▸ **What is being asked**
Your result should be every line of the records below that contains the word "shadow".

▸ **Exercise inputs**

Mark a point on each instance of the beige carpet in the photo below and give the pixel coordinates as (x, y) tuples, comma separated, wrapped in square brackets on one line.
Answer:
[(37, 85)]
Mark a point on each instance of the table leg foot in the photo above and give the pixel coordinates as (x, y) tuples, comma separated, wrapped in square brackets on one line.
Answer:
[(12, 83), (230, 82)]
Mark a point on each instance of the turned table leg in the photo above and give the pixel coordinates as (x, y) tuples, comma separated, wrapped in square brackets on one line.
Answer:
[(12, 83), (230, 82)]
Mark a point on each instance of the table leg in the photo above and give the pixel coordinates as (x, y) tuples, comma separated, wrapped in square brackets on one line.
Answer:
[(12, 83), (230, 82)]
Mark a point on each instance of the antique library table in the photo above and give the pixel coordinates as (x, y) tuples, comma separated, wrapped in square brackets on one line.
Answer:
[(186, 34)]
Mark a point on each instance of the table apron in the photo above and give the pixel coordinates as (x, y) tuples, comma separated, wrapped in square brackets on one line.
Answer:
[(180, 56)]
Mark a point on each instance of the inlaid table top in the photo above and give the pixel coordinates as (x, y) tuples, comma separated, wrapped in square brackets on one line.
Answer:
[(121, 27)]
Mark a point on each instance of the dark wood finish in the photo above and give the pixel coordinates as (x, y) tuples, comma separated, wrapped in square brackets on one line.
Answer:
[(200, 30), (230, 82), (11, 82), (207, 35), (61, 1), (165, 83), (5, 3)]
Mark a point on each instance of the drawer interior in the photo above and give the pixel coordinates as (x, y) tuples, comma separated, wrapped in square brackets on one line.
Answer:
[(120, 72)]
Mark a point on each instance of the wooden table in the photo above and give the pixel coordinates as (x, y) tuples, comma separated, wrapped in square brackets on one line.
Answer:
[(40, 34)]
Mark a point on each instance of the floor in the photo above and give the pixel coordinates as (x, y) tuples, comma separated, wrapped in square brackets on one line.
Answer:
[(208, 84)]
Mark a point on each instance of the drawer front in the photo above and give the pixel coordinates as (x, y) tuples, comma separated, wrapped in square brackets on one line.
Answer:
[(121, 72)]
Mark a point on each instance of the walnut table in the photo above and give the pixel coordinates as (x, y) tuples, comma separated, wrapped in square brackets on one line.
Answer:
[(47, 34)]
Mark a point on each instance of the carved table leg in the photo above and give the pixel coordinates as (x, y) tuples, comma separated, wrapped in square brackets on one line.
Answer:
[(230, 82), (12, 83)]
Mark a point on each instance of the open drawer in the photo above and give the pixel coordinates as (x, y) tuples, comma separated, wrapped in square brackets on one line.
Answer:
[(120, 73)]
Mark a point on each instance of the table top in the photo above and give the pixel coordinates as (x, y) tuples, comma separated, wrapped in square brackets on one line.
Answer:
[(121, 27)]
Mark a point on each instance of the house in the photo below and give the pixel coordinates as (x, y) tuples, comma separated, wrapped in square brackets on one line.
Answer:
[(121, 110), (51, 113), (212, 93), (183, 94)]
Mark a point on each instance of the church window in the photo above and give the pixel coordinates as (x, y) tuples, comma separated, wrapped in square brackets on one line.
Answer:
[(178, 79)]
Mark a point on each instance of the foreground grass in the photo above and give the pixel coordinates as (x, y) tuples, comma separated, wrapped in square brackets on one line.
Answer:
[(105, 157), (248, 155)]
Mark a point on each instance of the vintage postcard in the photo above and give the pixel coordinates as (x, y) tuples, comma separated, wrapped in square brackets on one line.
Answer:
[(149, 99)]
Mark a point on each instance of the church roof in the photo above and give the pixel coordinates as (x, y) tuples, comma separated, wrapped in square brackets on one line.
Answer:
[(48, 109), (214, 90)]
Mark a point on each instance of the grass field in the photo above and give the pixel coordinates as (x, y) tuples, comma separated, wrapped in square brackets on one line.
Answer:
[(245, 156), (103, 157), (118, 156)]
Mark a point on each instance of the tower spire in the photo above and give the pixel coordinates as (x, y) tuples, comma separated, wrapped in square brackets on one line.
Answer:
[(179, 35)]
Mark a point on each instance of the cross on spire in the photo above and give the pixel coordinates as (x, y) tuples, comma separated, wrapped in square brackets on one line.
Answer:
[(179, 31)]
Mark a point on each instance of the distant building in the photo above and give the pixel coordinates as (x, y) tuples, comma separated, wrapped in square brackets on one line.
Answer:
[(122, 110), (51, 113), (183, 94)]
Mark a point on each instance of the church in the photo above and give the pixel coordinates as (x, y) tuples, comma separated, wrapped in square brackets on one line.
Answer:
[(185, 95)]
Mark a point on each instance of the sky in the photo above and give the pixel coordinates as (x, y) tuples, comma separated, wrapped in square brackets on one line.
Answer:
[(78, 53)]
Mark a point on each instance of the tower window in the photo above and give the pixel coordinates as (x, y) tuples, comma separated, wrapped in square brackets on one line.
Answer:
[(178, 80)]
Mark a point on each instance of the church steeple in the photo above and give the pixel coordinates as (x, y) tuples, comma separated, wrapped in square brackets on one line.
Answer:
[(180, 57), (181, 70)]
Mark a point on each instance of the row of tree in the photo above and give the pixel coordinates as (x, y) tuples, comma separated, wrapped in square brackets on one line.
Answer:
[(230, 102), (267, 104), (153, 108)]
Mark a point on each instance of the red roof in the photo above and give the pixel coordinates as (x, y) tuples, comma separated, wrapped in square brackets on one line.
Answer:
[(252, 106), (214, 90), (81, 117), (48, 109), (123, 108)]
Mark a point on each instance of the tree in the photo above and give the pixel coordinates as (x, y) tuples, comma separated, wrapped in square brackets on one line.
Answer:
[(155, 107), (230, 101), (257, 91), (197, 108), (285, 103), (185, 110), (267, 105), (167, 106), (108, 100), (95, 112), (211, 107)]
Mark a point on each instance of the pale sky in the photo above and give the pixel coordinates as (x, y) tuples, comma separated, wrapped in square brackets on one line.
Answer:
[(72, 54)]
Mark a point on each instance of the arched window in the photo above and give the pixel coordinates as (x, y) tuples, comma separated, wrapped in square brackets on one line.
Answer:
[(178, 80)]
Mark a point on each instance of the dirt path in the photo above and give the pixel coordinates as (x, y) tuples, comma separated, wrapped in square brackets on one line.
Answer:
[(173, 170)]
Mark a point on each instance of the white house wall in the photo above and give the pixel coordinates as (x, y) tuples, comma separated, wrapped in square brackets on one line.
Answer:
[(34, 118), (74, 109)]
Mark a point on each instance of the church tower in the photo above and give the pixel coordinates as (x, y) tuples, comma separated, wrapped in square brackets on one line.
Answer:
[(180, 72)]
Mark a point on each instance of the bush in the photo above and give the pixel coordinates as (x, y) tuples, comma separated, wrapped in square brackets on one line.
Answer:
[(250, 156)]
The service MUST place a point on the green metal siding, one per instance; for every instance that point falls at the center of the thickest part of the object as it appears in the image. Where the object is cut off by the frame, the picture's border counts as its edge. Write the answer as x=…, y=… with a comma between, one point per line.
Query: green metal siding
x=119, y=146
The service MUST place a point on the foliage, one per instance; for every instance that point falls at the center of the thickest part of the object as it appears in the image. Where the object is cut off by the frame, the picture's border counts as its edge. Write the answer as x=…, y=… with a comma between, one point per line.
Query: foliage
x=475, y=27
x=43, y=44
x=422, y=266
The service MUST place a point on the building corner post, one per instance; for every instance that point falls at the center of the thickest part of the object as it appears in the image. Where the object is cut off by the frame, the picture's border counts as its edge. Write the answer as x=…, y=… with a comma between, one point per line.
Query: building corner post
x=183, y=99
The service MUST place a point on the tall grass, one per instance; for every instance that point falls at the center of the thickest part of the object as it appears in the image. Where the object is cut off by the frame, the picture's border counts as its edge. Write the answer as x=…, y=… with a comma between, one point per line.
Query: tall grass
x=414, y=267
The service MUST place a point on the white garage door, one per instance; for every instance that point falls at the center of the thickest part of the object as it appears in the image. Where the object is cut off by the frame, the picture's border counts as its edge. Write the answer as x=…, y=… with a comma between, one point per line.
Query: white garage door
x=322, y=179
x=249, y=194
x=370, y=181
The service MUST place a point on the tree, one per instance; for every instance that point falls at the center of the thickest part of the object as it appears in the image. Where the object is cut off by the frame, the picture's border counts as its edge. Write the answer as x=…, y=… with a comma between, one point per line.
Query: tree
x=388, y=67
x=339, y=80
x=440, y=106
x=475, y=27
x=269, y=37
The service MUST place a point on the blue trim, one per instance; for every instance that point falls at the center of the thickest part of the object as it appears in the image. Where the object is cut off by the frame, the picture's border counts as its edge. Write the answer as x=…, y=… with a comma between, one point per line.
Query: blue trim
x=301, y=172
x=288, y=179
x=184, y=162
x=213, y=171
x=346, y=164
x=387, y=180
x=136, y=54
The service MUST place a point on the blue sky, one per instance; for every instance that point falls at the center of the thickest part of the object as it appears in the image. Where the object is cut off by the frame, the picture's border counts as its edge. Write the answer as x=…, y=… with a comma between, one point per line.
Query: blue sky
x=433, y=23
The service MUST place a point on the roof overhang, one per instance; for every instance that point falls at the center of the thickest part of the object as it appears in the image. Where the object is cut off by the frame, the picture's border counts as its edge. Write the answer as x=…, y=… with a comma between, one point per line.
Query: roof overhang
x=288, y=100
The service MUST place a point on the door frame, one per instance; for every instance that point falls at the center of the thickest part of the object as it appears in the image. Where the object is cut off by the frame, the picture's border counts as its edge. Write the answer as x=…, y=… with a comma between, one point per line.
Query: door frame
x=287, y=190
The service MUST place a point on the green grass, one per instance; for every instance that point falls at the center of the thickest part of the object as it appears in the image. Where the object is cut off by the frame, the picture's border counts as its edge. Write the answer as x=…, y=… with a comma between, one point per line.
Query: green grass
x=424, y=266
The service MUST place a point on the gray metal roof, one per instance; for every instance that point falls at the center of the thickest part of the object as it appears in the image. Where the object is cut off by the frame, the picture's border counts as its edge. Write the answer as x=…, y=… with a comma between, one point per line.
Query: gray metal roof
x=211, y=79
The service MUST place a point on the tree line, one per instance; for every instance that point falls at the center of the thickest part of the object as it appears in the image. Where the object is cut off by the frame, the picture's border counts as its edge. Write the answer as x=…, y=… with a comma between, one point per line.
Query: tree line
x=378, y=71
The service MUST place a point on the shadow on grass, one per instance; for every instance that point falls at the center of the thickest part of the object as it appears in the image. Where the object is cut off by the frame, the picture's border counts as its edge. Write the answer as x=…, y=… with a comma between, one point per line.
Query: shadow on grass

▸ **Written answer**
The service MUST place a point on the shadow on grass, one per instance; for every instance that point falls at the center of the thickest part of the object as it appears in the image. Where the object is cut off by the frame, the picture's border counts as its edge. Write the answer as x=…, y=… with a comma between, one point per line.
Query: shadow on grass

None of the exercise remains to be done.